Goal: Your task is to return the span of lines beginning at the one with "Target: sea water" and ending at the last line of the data, exactly as it stands.

Lines of data
++++++++++

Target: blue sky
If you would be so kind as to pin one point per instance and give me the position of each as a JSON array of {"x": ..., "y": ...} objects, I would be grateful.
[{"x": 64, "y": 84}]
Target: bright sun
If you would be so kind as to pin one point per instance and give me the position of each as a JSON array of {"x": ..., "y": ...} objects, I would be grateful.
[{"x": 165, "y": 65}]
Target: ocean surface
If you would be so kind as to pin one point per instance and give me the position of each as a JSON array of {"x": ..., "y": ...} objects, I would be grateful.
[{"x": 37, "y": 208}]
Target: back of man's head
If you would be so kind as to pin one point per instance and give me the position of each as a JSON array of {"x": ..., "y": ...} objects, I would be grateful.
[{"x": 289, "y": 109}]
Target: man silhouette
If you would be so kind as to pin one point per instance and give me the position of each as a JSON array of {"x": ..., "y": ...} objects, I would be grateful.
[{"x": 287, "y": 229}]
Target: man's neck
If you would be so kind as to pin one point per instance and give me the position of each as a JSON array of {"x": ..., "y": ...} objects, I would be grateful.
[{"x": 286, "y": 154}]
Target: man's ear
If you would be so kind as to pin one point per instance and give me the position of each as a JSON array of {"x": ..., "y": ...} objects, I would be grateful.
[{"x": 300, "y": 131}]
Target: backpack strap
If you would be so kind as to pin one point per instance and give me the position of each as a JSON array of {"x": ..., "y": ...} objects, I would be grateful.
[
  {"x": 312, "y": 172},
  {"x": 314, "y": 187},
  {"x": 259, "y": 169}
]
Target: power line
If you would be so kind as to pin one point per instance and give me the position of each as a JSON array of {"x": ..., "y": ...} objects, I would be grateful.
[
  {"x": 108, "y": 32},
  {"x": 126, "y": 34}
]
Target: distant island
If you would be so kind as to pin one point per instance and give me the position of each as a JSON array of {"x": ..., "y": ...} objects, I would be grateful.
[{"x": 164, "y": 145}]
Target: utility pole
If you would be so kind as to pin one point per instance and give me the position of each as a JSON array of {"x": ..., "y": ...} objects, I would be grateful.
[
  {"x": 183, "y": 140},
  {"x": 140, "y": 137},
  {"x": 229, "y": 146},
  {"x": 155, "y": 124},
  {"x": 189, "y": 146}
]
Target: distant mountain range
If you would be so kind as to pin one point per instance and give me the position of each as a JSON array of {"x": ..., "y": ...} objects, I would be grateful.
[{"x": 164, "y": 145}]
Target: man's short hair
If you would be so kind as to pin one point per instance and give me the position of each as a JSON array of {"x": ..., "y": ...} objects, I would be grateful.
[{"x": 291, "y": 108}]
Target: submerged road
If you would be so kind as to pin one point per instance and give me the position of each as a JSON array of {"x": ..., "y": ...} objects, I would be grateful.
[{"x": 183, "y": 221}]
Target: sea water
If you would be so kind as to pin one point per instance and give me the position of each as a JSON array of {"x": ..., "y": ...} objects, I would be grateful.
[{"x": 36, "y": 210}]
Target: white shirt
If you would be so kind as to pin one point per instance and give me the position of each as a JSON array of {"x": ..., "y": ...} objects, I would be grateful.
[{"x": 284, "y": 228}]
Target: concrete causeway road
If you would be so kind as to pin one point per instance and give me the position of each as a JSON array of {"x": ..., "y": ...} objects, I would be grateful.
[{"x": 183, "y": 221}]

++++++++++

Output:
Target: sea water
If you would be so kind as to pin one point per instance and give me the position of each as a JSON array of {"x": ..., "y": ...} objects, I would be grateful.
[{"x": 36, "y": 210}]
Target: white shirt
If you would be so kind as to pin one point per instance and give me the position of each as a JSON array of {"x": ..., "y": ...} objects, I would be grateful.
[{"x": 284, "y": 228}]
Target: concrete causeway road
If you would be so kind as to pin one point per instance and give me the position of each as a JSON array of {"x": ..., "y": ...} objects, I would be grateful.
[{"x": 183, "y": 221}]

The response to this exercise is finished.